**Task objective:**
Your task is to repeat the records exactly from the line containing "the hockey player" onward, through the final line.

**Entries shown:**
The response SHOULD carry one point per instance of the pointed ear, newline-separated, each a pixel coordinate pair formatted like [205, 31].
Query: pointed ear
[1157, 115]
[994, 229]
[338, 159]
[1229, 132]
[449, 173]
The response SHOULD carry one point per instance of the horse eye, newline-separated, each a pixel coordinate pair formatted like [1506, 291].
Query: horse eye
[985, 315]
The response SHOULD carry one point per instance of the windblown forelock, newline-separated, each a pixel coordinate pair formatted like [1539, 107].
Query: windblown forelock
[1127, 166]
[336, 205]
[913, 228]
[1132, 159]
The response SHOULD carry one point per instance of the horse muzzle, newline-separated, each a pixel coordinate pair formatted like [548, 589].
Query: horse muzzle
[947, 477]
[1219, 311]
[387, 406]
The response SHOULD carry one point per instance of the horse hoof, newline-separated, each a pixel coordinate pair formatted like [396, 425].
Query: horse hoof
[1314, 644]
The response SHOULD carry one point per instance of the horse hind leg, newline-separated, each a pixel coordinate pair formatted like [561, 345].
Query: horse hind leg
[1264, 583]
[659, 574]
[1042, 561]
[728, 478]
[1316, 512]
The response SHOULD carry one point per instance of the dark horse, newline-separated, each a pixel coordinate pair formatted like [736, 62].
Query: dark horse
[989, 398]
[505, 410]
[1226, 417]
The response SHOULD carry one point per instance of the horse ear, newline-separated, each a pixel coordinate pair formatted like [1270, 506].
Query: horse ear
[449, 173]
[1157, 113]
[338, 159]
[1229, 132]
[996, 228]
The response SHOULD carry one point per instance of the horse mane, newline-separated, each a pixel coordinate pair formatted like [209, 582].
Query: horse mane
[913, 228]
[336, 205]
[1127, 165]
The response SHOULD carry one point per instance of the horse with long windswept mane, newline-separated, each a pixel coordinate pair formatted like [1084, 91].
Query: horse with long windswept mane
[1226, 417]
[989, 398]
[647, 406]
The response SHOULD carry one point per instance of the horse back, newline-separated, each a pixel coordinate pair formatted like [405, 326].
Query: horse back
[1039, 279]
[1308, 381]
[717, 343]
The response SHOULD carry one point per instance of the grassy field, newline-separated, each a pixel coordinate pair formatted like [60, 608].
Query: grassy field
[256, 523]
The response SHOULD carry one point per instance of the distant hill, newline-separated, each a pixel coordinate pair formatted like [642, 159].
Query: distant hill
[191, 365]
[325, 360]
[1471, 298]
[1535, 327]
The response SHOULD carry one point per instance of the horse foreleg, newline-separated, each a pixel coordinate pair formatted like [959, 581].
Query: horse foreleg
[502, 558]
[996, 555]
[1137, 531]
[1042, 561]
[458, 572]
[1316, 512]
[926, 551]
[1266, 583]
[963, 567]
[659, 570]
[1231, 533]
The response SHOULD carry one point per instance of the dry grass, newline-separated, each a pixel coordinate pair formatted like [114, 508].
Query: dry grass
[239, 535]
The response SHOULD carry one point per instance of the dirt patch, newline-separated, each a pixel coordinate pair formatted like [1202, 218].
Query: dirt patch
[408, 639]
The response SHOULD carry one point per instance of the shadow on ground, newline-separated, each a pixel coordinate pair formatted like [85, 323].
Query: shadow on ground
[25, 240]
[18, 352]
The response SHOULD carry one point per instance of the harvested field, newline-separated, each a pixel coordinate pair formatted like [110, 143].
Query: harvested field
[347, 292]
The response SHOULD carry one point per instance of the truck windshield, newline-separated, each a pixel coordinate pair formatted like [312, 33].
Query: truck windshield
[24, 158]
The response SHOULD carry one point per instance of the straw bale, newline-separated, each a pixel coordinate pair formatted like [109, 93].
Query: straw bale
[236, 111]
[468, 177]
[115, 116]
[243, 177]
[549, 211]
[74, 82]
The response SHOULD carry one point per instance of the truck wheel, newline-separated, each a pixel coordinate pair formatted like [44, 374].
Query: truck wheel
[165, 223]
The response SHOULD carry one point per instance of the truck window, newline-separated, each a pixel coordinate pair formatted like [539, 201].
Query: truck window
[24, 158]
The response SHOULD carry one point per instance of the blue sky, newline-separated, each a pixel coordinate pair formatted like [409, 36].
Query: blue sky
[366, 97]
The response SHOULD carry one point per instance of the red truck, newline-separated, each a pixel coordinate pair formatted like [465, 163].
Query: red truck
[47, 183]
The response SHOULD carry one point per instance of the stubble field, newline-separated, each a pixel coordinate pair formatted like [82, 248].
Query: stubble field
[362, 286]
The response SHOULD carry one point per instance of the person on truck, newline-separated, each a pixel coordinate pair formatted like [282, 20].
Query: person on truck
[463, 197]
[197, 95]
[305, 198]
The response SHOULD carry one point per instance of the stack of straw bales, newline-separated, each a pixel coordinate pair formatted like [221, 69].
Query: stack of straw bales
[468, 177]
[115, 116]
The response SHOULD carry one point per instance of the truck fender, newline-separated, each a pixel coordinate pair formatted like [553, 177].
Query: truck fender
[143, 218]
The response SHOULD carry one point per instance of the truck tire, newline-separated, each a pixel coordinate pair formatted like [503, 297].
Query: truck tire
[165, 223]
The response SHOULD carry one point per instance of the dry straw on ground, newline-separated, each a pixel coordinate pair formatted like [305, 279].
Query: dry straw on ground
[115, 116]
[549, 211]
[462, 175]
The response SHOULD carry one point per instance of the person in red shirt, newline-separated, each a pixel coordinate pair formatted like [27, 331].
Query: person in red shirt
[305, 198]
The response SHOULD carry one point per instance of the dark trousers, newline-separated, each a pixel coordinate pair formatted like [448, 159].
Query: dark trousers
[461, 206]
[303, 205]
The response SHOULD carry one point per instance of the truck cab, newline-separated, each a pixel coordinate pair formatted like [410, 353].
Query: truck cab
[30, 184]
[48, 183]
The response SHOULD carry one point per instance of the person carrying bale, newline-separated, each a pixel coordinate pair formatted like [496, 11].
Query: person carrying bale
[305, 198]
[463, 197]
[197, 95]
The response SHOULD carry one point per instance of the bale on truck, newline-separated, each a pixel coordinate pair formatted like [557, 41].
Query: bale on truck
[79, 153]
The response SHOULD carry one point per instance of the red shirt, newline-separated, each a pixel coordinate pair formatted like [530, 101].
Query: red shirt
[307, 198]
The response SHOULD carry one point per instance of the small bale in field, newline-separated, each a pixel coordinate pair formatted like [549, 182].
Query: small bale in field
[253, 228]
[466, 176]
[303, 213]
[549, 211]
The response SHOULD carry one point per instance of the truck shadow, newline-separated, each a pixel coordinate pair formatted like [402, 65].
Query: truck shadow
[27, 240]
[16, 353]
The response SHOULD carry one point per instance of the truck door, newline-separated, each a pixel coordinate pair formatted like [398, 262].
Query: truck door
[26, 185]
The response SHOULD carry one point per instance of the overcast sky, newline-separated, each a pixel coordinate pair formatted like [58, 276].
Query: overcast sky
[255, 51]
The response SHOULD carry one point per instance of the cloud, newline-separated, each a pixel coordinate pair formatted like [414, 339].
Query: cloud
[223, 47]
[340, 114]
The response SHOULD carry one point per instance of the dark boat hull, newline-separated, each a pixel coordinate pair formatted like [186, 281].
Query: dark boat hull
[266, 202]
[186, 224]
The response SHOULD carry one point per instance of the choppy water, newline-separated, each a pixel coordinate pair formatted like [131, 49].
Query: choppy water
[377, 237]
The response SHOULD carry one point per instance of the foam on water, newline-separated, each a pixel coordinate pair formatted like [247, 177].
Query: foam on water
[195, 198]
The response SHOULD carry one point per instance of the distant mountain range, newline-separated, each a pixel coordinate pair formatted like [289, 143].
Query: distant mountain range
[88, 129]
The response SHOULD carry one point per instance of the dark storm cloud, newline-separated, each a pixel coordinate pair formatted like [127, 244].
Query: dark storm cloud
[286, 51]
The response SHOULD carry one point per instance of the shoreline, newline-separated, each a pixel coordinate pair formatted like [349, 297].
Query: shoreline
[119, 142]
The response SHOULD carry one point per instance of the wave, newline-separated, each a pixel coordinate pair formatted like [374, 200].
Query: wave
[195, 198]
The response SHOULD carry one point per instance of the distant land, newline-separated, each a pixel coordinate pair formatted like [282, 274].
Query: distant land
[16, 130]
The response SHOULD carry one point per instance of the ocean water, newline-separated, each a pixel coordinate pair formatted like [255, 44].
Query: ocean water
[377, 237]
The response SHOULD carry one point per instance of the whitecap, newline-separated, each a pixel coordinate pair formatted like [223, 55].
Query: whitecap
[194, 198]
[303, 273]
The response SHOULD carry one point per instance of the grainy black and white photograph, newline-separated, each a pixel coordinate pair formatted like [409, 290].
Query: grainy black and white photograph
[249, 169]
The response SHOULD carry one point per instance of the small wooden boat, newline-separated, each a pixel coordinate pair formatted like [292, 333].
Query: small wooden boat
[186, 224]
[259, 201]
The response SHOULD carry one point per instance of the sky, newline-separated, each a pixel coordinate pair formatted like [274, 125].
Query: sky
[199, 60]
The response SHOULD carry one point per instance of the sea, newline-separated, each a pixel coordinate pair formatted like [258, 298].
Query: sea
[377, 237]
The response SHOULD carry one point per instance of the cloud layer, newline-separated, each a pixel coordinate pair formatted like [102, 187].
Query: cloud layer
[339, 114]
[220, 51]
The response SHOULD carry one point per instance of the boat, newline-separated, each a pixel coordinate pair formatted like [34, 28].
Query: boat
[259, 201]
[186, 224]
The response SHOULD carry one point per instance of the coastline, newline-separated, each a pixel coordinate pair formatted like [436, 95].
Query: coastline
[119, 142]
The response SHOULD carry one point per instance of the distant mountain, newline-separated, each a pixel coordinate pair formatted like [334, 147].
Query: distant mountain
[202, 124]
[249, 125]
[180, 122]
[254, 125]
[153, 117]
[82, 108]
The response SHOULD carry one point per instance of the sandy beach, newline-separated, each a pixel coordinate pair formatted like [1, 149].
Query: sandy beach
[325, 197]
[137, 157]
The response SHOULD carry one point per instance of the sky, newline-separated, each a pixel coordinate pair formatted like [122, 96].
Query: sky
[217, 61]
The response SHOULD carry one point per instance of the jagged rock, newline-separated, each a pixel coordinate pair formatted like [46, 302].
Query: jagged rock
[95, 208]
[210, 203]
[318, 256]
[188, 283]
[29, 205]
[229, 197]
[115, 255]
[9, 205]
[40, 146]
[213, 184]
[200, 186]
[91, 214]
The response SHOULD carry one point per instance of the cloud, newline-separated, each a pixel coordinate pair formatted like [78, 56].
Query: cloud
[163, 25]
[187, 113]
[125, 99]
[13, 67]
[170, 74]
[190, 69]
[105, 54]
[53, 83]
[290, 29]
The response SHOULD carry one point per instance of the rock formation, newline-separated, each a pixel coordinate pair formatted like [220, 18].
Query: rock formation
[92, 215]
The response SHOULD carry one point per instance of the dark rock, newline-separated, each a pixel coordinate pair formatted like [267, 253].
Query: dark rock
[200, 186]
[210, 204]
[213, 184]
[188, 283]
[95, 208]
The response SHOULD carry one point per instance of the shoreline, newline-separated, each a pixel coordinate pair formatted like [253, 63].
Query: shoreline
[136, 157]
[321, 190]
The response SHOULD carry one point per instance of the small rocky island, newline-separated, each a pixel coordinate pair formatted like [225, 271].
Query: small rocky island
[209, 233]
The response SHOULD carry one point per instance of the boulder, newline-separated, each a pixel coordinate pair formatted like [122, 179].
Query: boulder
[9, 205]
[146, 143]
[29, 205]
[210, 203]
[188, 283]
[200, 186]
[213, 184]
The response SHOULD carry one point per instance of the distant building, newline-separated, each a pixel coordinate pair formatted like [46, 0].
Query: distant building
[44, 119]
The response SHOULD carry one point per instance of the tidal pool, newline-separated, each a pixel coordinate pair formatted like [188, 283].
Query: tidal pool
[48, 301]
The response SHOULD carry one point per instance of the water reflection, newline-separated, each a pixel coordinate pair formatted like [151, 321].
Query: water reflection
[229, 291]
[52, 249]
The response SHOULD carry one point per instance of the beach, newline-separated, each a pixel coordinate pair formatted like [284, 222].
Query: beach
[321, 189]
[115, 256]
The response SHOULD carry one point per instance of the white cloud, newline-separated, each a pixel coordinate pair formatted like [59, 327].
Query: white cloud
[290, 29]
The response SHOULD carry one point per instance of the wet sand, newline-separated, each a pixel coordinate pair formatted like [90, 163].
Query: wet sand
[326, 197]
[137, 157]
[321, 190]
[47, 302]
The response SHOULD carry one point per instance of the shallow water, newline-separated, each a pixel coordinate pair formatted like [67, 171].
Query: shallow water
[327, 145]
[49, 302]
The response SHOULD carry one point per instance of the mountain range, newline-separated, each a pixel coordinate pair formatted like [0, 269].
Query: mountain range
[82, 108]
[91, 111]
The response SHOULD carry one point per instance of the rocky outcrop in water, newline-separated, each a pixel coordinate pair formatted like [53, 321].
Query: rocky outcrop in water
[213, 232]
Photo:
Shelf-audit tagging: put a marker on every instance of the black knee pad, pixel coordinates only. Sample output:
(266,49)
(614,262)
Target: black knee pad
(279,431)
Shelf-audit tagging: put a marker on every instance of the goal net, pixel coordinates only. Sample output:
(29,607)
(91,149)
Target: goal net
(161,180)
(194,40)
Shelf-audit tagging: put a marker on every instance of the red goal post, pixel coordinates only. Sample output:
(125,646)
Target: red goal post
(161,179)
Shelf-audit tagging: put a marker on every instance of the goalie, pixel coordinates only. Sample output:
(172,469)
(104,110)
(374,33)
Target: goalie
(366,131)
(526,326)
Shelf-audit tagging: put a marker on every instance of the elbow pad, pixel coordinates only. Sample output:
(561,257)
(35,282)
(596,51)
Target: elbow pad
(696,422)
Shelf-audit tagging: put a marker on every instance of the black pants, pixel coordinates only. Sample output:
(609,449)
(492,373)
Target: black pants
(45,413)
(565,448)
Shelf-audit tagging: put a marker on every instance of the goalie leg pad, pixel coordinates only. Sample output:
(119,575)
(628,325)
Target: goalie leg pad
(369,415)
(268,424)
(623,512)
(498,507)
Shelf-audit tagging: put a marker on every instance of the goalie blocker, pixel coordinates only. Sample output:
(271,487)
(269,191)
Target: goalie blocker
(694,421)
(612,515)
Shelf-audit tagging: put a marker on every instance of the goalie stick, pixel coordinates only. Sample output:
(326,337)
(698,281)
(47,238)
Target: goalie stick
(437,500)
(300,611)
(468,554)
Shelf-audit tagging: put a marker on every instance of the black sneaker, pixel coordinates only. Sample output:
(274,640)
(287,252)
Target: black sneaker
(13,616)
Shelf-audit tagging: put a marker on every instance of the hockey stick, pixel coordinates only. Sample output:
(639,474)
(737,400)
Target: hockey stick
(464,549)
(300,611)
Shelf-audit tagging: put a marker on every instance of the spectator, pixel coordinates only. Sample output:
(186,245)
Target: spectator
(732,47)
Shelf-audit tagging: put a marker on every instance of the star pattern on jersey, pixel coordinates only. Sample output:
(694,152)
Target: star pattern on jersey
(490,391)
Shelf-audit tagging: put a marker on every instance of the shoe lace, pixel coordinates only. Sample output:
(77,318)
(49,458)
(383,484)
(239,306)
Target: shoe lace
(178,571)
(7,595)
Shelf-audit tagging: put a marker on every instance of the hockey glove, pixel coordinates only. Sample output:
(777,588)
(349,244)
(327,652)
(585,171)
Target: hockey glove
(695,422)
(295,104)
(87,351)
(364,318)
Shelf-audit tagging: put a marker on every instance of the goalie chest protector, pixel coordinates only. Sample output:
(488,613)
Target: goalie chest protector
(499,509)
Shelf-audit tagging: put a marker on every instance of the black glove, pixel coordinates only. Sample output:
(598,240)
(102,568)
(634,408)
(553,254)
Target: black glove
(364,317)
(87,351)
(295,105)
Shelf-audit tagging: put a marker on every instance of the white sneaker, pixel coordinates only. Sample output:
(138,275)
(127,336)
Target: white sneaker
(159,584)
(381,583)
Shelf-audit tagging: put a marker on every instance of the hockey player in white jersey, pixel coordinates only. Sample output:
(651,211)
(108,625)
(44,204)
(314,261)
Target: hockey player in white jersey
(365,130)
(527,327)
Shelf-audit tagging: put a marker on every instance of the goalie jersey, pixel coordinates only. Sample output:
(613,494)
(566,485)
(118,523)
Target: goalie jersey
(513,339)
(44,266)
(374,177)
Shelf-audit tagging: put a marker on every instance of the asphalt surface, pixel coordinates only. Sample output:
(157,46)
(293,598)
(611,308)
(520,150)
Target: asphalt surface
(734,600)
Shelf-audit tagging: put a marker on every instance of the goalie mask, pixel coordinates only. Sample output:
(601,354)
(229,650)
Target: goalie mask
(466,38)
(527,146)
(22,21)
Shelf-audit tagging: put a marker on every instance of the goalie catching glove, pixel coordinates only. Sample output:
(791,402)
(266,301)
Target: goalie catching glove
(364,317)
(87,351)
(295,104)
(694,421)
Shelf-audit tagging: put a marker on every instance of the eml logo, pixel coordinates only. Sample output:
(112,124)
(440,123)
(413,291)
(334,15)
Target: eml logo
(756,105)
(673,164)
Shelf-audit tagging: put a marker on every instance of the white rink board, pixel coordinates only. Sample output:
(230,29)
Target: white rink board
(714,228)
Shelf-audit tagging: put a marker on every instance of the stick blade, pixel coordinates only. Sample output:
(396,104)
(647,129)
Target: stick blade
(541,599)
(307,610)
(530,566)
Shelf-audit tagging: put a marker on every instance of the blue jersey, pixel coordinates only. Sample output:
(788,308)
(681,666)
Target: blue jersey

**Full response:**
Shelf-audit tagging: put a marker on every instance of the hockey player in white jersey, pixel coordinates only. Sample output:
(651,211)
(108,625)
(44,204)
(314,261)
Target: hockey player in white jersey
(365,130)
(527,327)
Shelf-audit tagging: put a marker on every instance of the goalie jersey, pixel coordinates only. Sample output:
(613,494)
(566,485)
(118,523)
Target: goalie jersey
(513,339)
(44,266)
(374,177)
Shelf-audit tagging: put a marker on every instance of the asphalt surface, pixel coordinates only. Sample output:
(157,46)
(293,598)
(611,308)
(520,150)
Target: asphalt surface
(734,600)
Shelf-audit tagging: put a marker on every instance of the goalie mask, pixel coordinates only. Sample output:
(601,354)
(229,650)
Target: goalie mask
(466,38)
(527,146)
(22,21)
Shelf-audit tagging: put a marker on every instance of the goalie catching glove, pixel coordinates only. Sample output:
(791,402)
(266,301)
Target: goalie catching glove
(364,317)
(87,351)
(295,104)
(694,421)
Shelf-audit tagging: put a marker on every instance of the eml logo, pixel coordinates only. Sample output:
(112,124)
(440,123)
(413,291)
(334,15)
Target: eml logo
(756,105)
(673,164)
Shelf-audit tagging: put a marker on every instance of the white rink board, pixel coordinates only. Sample output:
(230,29)
Target: white rink board
(714,228)
Shelf-audit tagging: put a marker on every instance of the stick blade, pixel coordinates only. Sample output:
(396,104)
(647,129)
Target: stick blade
(541,599)
(307,610)
(530,566)
Shelf-audit tagging: put a marker on every instance of the blue jersey, pixel coordinates only. Sample output:
(788,308)
(681,666)
Target: blue jersey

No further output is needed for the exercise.